Point-based annotation data
══════════

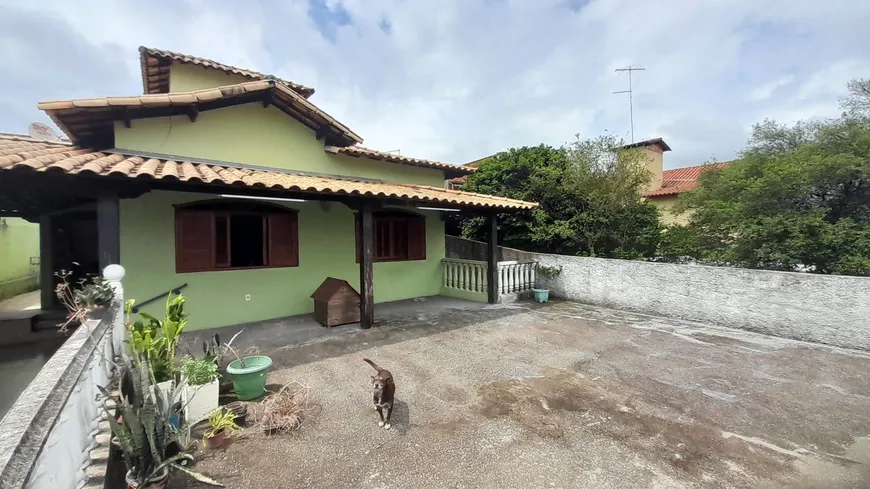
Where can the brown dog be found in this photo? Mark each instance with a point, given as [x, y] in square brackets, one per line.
[384, 390]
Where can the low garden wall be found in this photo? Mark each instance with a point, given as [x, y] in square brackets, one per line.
[828, 309]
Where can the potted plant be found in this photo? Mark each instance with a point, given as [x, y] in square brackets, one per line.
[201, 381]
[249, 373]
[221, 425]
[240, 410]
[156, 340]
[544, 272]
[143, 432]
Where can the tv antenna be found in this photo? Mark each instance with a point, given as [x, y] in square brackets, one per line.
[41, 132]
[629, 69]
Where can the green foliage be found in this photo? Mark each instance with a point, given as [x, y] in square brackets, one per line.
[589, 196]
[156, 340]
[94, 292]
[798, 199]
[221, 420]
[144, 427]
[198, 372]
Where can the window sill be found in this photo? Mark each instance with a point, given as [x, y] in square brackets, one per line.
[232, 269]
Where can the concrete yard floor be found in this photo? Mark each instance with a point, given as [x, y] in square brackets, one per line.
[565, 396]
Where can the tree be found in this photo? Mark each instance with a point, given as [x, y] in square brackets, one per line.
[798, 199]
[589, 196]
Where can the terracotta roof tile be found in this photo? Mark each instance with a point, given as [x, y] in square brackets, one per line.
[101, 112]
[360, 151]
[73, 160]
[681, 180]
[155, 75]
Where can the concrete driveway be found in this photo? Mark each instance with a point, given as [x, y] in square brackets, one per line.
[566, 396]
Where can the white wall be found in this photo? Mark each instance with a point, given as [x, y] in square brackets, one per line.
[821, 308]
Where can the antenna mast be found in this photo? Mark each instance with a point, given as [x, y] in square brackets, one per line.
[629, 69]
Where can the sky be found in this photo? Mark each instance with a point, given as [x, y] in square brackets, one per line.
[457, 80]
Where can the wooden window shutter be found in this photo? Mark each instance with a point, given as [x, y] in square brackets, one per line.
[283, 240]
[417, 238]
[194, 241]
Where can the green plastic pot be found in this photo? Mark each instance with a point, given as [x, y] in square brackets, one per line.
[249, 381]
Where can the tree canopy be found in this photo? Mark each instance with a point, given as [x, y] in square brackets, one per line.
[797, 199]
[589, 194]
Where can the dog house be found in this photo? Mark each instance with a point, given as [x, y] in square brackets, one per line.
[335, 303]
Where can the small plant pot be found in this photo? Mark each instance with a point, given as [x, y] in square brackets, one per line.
[216, 441]
[240, 410]
[249, 381]
[541, 295]
[159, 481]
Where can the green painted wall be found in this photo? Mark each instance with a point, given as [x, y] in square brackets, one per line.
[185, 77]
[19, 240]
[250, 134]
[326, 248]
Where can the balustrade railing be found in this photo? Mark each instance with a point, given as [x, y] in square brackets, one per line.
[470, 275]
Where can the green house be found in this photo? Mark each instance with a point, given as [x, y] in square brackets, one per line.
[234, 187]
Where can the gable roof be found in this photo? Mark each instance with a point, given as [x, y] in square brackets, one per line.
[360, 151]
[90, 121]
[681, 180]
[21, 153]
[156, 62]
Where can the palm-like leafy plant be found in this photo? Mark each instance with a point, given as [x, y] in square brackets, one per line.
[143, 427]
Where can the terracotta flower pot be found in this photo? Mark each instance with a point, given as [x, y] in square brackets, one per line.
[216, 441]
[157, 482]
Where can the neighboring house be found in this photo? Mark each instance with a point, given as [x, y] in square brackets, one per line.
[666, 185]
[234, 186]
[19, 249]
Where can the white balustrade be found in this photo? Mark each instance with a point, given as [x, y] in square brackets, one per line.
[47, 435]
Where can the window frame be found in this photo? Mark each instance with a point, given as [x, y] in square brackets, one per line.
[216, 209]
[409, 220]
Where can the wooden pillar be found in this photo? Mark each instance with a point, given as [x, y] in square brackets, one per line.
[366, 270]
[492, 259]
[46, 263]
[108, 230]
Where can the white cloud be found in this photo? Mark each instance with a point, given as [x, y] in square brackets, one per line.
[458, 79]
[765, 91]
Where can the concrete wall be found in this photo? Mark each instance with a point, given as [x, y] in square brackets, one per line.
[19, 241]
[820, 308]
[253, 135]
[666, 203]
[217, 298]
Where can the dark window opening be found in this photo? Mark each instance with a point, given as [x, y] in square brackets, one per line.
[397, 237]
[246, 241]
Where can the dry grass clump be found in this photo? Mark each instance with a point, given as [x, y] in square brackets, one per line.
[286, 409]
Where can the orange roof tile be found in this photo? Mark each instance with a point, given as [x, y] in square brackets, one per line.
[359, 151]
[19, 153]
[155, 70]
[681, 180]
[90, 120]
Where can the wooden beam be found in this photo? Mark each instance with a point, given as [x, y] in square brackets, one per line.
[492, 259]
[366, 269]
[46, 263]
[193, 112]
[108, 230]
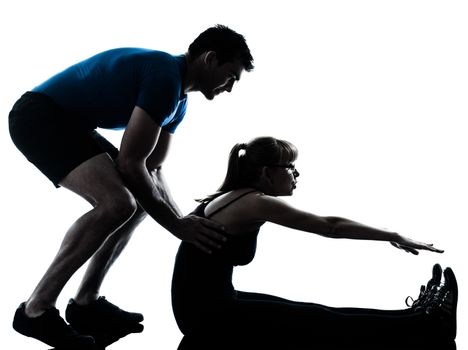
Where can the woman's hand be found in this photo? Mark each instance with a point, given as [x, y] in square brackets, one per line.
[411, 246]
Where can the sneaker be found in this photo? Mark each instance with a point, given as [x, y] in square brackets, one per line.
[51, 329]
[426, 291]
[443, 304]
[103, 320]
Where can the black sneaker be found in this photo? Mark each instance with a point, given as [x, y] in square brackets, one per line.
[444, 304]
[105, 321]
[51, 329]
[427, 291]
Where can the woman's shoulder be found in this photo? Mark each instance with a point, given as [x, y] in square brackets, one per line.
[246, 196]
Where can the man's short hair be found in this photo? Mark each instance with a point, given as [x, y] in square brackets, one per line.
[227, 44]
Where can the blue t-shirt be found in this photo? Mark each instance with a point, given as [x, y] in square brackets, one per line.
[102, 91]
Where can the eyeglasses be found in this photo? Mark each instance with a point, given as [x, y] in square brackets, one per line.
[290, 168]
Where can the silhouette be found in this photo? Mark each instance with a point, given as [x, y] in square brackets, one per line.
[212, 314]
[144, 92]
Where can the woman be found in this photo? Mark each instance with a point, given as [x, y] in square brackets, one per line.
[207, 306]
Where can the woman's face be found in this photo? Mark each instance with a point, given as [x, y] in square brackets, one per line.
[283, 179]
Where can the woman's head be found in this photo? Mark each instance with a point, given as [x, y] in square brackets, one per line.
[265, 163]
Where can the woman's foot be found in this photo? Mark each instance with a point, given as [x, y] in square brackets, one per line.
[443, 304]
[427, 291]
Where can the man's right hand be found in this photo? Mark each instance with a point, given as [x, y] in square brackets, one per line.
[203, 233]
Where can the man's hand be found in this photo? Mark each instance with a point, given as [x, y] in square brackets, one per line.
[411, 246]
[203, 233]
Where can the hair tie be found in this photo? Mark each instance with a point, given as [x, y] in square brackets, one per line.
[242, 149]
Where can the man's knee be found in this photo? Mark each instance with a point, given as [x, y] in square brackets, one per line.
[120, 207]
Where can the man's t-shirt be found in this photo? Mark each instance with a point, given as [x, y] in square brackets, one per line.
[102, 91]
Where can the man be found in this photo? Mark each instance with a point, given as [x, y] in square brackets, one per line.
[143, 91]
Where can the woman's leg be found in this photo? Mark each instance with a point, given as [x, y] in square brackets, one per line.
[266, 314]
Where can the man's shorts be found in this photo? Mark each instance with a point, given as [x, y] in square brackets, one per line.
[53, 140]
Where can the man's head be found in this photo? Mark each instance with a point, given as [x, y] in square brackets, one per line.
[219, 55]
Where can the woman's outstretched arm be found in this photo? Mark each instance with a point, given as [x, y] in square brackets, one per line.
[272, 209]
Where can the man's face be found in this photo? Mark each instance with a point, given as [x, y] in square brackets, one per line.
[219, 78]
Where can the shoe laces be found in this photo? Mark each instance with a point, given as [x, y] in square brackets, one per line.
[425, 297]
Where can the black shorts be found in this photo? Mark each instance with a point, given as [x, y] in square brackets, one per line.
[51, 139]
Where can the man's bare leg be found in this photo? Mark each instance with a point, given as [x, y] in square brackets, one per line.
[98, 181]
[104, 258]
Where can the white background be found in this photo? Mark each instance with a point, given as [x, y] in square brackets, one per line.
[373, 93]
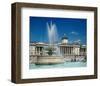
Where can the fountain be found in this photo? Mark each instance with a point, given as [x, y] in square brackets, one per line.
[54, 55]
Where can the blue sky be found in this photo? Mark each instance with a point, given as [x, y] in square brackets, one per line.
[75, 29]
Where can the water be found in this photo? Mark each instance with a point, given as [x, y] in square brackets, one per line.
[63, 65]
[53, 37]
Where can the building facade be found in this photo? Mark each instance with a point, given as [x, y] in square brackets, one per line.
[70, 51]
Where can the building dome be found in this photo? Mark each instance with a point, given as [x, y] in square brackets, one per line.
[64, 39]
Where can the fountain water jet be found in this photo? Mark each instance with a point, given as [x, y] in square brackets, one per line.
[55, 56]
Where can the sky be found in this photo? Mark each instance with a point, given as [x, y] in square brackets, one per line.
[74, 28]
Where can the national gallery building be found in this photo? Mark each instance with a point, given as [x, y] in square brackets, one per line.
[70, 51]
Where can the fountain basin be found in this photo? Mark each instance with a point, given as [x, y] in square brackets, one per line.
[50, 60]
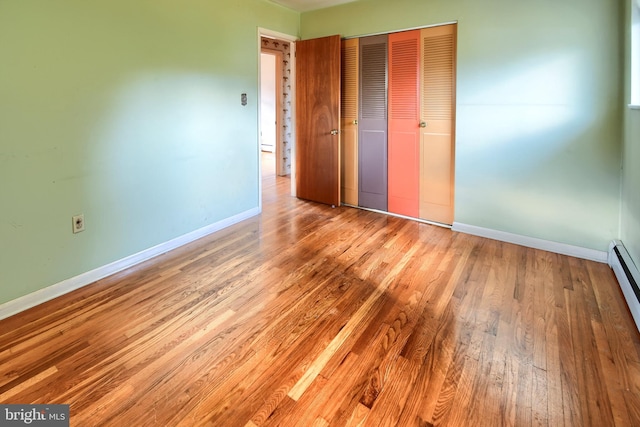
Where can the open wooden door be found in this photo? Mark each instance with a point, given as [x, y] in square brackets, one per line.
[404, 112]
[318, 120]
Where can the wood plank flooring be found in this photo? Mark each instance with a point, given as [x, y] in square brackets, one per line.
[313, 316]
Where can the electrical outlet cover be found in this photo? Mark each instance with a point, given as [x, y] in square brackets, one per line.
[78, 223]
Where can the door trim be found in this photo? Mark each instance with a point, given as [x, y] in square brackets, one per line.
[291, 39]
[278, 76]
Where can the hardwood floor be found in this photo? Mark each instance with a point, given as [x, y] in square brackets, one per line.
[312, 316]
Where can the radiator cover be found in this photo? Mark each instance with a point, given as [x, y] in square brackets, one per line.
[628, 277]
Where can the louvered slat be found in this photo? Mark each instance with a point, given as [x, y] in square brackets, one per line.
[349, 112]
[350, 82]
[438, 75]
[374, 81]
[372, 124]
[403, 79]
[404, 136]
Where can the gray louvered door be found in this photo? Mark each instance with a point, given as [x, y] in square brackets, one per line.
[372, 123]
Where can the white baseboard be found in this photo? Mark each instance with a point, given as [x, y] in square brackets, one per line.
[43, 295]
[532, 242]
[618, 264]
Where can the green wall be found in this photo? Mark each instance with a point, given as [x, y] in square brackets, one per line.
[129, 112]
[538, 104]
[630, 218]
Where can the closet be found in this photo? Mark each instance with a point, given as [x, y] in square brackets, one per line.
[398, 120]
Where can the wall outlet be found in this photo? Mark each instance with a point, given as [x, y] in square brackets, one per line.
[77, 223]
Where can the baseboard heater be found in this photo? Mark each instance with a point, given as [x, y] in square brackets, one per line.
[628, 277]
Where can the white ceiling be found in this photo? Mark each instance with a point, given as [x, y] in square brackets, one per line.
[307, 5]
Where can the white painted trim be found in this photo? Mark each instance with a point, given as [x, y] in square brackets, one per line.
[412, 218]
[292, 61]
[623, 281]
[532, 242]
[43, 295]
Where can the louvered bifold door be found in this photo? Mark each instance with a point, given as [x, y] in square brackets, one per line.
[349, 119]
[437, 96]
[404, 112]
[372, 123]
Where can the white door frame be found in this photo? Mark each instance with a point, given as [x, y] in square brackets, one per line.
[291, 39]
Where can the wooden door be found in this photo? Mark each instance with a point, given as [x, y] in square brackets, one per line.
[349, 122]
[318, 120]
[437, 91]
[404, 112]
[372, 123]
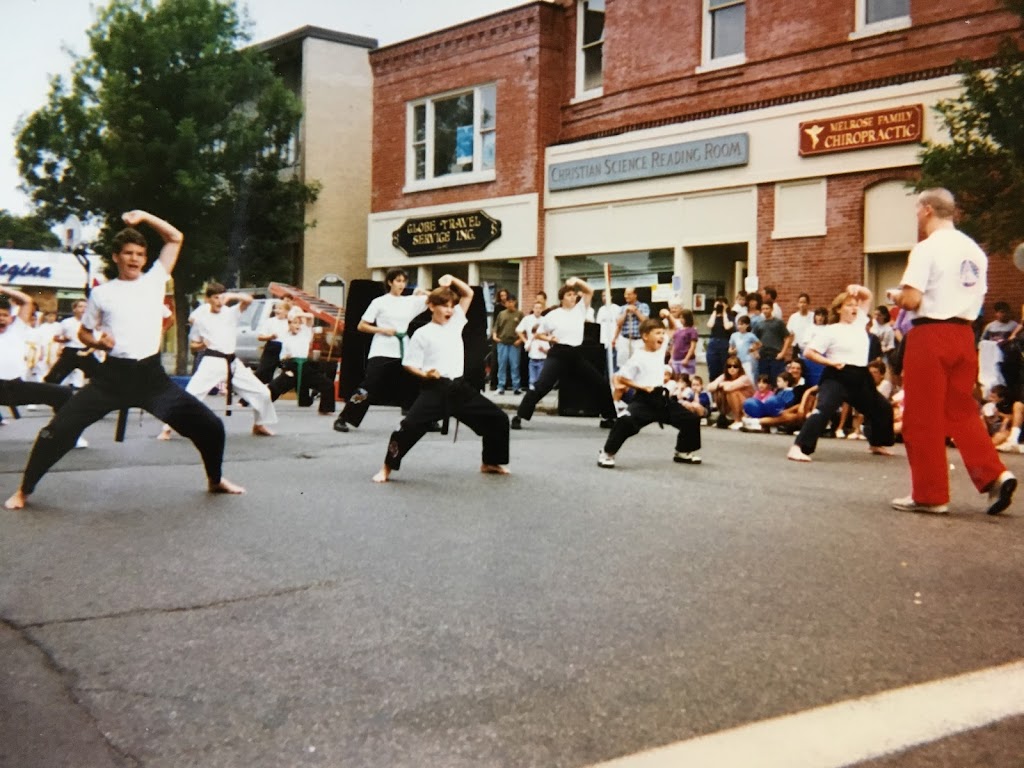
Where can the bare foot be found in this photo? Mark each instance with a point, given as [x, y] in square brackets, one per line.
[225, 486]
[16, 501]
[796, 455]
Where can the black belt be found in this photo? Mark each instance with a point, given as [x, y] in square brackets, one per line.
[930, 321]
[229, 358]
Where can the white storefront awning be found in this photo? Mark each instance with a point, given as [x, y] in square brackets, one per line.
[46, 268]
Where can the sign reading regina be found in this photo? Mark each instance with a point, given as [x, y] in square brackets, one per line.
[453, 232]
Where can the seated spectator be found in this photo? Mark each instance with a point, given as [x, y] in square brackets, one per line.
[729, 390]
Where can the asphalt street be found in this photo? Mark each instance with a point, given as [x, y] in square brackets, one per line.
[563, 615]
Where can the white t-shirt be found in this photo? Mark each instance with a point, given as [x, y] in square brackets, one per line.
[951, 272]
[69, 330]
[391, 311]
[131, 311]
[12, 343]
[439, 346]
[844, 342]
[802, 328]
[219, 330]
[296, 345]
[565, 325]
[646, 369]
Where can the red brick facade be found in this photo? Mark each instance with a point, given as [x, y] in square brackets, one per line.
[651, 78]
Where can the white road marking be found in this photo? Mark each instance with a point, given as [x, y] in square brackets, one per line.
[849, 732]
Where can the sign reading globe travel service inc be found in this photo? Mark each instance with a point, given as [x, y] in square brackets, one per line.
[689, 157]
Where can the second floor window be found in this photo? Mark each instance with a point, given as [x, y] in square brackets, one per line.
[590, 33]
[727, 27]
[452, 136]
[885, 10]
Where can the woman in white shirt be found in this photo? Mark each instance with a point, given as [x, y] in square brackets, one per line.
[843, 348]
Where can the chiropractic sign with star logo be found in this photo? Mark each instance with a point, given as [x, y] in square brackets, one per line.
[898, 125]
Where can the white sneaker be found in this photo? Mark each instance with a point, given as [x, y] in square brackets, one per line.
[686, 458]
[907, 504]
[1001, 492]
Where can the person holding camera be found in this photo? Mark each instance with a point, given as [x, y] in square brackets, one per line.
[721, 324]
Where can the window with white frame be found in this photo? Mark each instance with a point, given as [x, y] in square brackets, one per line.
[724, 33]
[590, 48]
[452, 137]
[875, 16]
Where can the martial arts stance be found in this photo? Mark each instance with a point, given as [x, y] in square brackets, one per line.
[75, 355]
[14, 390]
[843, 348]
[125, 318]
[945, 284]
[436, 355]
[562, 328]
[387, 318]
[215, 327]
[644, 373]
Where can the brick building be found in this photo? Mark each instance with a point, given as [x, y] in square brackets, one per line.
[696, 146]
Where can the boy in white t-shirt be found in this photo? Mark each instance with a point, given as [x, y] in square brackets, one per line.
[436, 355]
[644, 373]
[124, 317]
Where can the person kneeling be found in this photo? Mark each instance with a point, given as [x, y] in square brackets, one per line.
[644, 373]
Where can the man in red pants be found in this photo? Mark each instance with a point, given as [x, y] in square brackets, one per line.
[944, 284]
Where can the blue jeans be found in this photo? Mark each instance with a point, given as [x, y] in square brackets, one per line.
[508, 357]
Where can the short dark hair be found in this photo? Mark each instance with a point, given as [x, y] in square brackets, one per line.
[650, 325]
[128, 236]
[395, 271]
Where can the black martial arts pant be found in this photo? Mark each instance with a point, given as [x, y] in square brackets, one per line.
[18, 392]
[563, 361]
[440, 398]
[314, 376]
[851, 384]
[68, 361]
[122, 384]
[648, 408]
[385, 381]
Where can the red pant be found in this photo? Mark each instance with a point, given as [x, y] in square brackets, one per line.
[940, 369]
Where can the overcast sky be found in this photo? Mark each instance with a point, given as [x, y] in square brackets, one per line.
[39, 33]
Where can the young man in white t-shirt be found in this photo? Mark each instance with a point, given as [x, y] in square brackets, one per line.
[387, 320]
[436, 355]
[125, 317]
[562, 328]
[216, 332]
[644, 373]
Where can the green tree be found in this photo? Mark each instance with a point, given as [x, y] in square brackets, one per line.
[983, 162]
[29, 232]
[170, 113]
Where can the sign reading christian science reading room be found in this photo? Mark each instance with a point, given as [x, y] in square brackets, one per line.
[690, 157]
[453, 232]
[899, 125]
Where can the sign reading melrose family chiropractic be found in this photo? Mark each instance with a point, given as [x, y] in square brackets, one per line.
[689, 157]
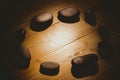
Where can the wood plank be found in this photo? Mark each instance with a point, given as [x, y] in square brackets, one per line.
[85, 45]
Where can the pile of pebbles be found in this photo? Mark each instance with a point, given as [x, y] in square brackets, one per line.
[81, 65]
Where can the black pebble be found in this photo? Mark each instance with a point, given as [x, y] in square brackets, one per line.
[90, 18]
[41, 22]
[21, 57]
[69, 15]
[19, 37]
[105, 50]
[49, 68]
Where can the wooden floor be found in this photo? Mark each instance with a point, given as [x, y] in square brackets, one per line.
[61, 42]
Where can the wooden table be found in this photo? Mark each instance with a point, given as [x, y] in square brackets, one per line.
[61, 42]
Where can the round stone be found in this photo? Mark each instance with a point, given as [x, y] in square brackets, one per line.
[69, 15]
[49, 68]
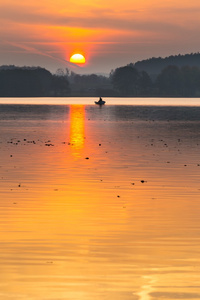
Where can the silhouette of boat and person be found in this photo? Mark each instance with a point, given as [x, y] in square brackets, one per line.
[100, 102]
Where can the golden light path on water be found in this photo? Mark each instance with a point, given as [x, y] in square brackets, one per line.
[77, 128]
[122, 224]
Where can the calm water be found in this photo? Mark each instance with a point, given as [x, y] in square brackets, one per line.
[99, 203]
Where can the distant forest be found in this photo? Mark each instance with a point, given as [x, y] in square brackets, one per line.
[173, 76]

══════════

Challenge: Copy the final portion of the records: every line from the one containing "Where can the black pebble" through the last, word for word, without pictures.

Answer to this exercise:
Where can the black pebble be found in this photo? Mark each instance with a point, given as [x, y] in square brackets, one per line.
[90, 18]
[41, 22]
[21, 57]
[69, 15]
[19, 37]
[105, 50]
[49, 68]
Where can the wooden floor be found in this photo? Mark each instance with a point, given as [x, y] in square brackets, one per line.
[61, 42]
Where can the wooden table be found in this photo? Mark each instance with a point, given as [x, y] in square brackets, one per line.
[61, 42]
Where can the round stone be found in this photo? Mark each instance with a point, given as [x, y] in square brackets, one per line.
[69, 15]
[49, 68]
Where can the silhouette of boat and person be found in this photo? Mark each instance with a point, given as [x, y] in square brackets, one per line.
[100, 102]
Where can the golden light path on water be found in this photo? Mark each instance with a point, given as [x, y] in square brackets, one per line.
[77, 128]
[122, 224]
Where can the calm water be found in this photo? Mark each instance with a point, given as [x, y] in square brackets, one per line.
[99, 203]
Where can the distant forest be found in this photo? Mark each instance with a point, given as [x, y] in square brackets, one per line.
[173, 76]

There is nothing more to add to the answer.